▸ **PROBLEM TO SOLVE**: Copy out the records with every "mark it" switched to "outline it", keeping everything else unchanged.
----
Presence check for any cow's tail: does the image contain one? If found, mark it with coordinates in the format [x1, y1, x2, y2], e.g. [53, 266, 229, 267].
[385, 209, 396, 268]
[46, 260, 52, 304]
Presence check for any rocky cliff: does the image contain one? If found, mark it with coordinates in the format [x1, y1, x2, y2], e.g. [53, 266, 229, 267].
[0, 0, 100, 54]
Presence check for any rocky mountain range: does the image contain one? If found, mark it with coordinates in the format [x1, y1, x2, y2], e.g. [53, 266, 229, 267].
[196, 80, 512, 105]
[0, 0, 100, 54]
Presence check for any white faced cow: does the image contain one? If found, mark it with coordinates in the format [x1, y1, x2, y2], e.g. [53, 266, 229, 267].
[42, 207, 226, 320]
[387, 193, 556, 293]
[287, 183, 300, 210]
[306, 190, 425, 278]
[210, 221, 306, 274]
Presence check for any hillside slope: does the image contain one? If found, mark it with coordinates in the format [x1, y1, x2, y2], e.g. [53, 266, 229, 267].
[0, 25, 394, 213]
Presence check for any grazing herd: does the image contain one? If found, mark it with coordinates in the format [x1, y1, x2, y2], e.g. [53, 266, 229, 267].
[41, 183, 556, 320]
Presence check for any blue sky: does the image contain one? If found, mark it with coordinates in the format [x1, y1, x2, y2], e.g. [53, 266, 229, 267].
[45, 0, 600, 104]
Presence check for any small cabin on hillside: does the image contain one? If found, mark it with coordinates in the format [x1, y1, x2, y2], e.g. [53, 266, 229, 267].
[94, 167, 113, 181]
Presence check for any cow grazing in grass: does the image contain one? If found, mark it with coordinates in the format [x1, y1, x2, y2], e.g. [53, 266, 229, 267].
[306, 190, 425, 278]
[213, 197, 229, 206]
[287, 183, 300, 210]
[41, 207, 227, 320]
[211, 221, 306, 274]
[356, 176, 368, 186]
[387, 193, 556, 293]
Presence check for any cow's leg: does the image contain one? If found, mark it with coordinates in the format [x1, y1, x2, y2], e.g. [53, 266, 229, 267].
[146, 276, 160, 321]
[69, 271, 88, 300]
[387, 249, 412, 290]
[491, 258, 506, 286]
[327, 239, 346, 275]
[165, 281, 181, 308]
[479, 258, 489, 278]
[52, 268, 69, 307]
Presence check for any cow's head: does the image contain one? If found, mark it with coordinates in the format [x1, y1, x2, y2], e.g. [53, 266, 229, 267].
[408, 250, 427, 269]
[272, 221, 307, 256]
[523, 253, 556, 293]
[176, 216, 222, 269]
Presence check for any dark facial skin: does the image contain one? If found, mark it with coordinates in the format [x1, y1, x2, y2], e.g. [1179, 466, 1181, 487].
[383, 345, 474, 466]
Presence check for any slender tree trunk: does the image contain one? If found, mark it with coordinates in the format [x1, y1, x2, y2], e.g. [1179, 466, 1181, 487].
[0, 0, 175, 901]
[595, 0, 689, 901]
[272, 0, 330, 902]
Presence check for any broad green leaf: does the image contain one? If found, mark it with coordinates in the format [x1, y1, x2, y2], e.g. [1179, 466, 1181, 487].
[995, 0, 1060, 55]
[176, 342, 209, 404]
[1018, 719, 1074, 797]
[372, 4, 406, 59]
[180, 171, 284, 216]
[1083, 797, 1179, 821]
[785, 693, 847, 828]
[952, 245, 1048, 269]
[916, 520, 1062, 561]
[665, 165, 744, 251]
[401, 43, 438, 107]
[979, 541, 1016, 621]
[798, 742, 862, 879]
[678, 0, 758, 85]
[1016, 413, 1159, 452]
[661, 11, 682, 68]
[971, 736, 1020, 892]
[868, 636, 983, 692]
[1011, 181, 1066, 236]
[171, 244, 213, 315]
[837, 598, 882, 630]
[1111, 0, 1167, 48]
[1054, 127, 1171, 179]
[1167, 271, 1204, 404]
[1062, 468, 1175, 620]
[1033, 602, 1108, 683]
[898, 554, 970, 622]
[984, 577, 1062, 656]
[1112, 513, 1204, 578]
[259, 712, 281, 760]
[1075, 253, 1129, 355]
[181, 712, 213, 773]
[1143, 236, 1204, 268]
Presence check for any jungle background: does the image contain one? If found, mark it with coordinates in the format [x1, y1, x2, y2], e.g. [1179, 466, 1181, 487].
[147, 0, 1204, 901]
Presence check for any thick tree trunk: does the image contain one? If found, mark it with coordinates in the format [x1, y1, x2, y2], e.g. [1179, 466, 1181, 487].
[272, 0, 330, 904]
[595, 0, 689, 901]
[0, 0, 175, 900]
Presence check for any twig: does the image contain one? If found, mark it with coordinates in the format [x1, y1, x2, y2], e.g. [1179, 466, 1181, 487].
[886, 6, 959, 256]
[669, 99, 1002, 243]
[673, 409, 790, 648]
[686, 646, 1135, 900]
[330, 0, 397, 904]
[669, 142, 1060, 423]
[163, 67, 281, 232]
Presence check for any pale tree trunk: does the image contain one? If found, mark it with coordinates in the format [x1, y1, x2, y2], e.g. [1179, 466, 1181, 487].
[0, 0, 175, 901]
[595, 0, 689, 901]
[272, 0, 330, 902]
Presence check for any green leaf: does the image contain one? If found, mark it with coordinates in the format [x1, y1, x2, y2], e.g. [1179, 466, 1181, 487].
----
▸ **THE COMPLETED TASK**:
Presence check for any cow's tail: does the image contain one? If found, outline it with coordinates in the format [x1, y1, x2, y2], e.g. [53, 266, 229, 267].
[385, 209, 396, 268]
[46, 260, 52, 304]
Presence check for any rocky cliff: does the image contain one? If found, outline it with coordinates in the format [x1, y1, x2, y2], e.g. [53, 266, 229, 267].
[0, 0, 100, 54]
Presence check for any rocky mountain range: does the image contain one? If found, outline it with coordinates in the format [x1, y1, x2, y2], e.g. [53, 266, 229, 267].
[196, 80, 512, 105]
[0, 0, 100, 54]
Presence check for any white faced cow: does the image contain one? If found, outline it with coordinates in the format [x1, y1, x2, y2], e.g. [53, 266, 229, 267].
[42, 207, 226, 320]
[387, 193, 556, 293]
[287, 183, 300, 210]
[306, 190, 425, 278]
[210, 221, 306, 274]
Presence check for any hillside slope: does the image contain one? If found, outline it with coordinates in the format [x1, y1, x2, y2], e.g. [53, 266, 229, 267].
[0, 25, 394, 213]
Presence check for any grazing herd: does the image contain one? If found, outline it with coordinates in the format [x1, y1, x2, y2], e.g. [53, 266, 229, 267].
[41, 183, 556, 320]
Presence check for any blue sky: does the image contain one? If found, outline it with coordinates in the format [x1, y1, x2, y2], e.g. [53, 266, 229, 267].
[45, 0, 600, 104]
Presence check for any small cabin on hillside: does the image contain one? If found, outline it with coordinates in the format [x1, y1, x2, y2], e.g. [53, 266, 229, 267].
[94, 167, 113, 181]
Presence check for any cow grazing in grass: does the image contain one? If found, outline it with coordinates in the format [x1, y1, x2, y2], e.g. [53, 266, 229, 267].
[306, 190, 425, 278]
[213, 197, 229, 206]
[287, 183, 300, 210]
[41, 207, 227, 320]
[211, 221, 306, 274]
[356, 176, 368, 186]
[387, 193, 556, 293]
Presence check for any cow's leg: does the image contain one? If found, outline it with coordinates in the format [x1, y1, x2, y2], e.g. [53, 266, 229, 267].
[146, 276, 160, 321]
[69, 271, 88, 300]
[387, 249, 412, 290]
[491, 258, 506, 286]
[327, 239, 346, 275]
[165, 281, 181, 308]
[479, 258, 489, 278]
[52, 268, 69, 307]
Presence check for any cow's head: does the image contain one? If found, outline it with coordinates in the format [x1, y1, x2, y2], e.g. [53, 266, 229, 267].
[408, 250, 427, 269]
[272, 221, 307, 256]
[523, 253, 556, 293]
[176, 216, 222, 269]
Presence check for any dark facial skin: does the image contain one? If found, outline it with coordinates in the format [x1, y1, x2, y2], e.g. [1179, 466, 1181, 487].
[383, 345, 474, 466]
Presence check for any slender tree trunk: does the image contain one? If found, outline it with coordinates in the format [x1, y1, x2, y2], e.g. [1179, 466, 1181, 487].
[0, 0, 175, 901]
[595, 0, 689, 901]
[272, 0, 330, 902]
Presence check for any broad green leaf: does the image contain one? If found, outline it with coordinates in the format [x1, y1, x2, y2], e.g. [1179, 466, 1181, 487].
[995, 0, 1060, 55]
[176, 342, 209, 404]
[1018, 719, 1074, 797]
[372, 4, 406, 59]
[180, 171, 284, 216]
[1083, 797, 1179, 821]
[785, 693, 847, 828]
[952, 245, 1048, 269]
[916, 520, 1062, 561]
[665, 165, 744, 251]
[401, 43, 438, 107]
[979, 541, 1016, 621]
[798, 742, 862, 879]
[678, 0, 758, 85]
[1016, 413, 1159, 452]
[661, 11, 682, 68]
[971, 736, 1020, 892]
[868, 636, 983, 692]
[1011, 181, 1066, 236]
[171, 244, 213, 315]
[837, 598, 882, 630]
[1111, 0, 1167, 48]
[1054, 127, 1171, 179]
[1167, 271, 1204, 404]
[1062, 468, 1175, 620]
[1033, 602, 1108, 683]
[898, 554, 970, 622]
[984, 577, 1062, 656]
[1112, 513, 1204, 578]
[259, 712, 281, 760]
[1075, 253, 1129, 355]
[181, 712, 213, 773]
[1143, 236, 1204, 268]
Presence check for any jungle background: does the image contain one? If found, outline it with coordinates in the format [x1, y1, x2, y2], e.g. [1179, 466, 1181, 487].
[147, 0, 1204, 901]
Presence check for any thick tree trunk: does the image contain one? If found, outline it with coordinates in the format [x1, y1, x2, y2], e.g. [1179, 466, 1181, 487].
[272, 0, 330, 904]
[595, 0, 689, 901]
[0, 0, 175, 900]
Presence check for any twig: does the image contain one? If found, outline it with coordinates in the format [x1, y1, x2, y2], e.g. [1179, 466, 1181, 487].
[886, 6, 959, 256]
[669, 99, 1002, 243]
[673, 409, 790, 648]
[686, 646, 1135, 900]
[330, 0, 397, 904]
[669, 142, 1060, 423]
[163, 67, 281, 232]
Presence check for any pale tree trunk: does the image contain one? If found, outline it with coordinates in the format [x1, y1, x2, y2], e.g. [1179, 466, 1181, 487].
[0, 0, 175, 901]
[595, 0, 689, 901]
[272, 0, 330, 902]
Presence check for any green leaf: does the image contain one? If found, outline it with coordinates in the format [x1, y1, x2, y2], e.g. [1179, 466, 1181, 487].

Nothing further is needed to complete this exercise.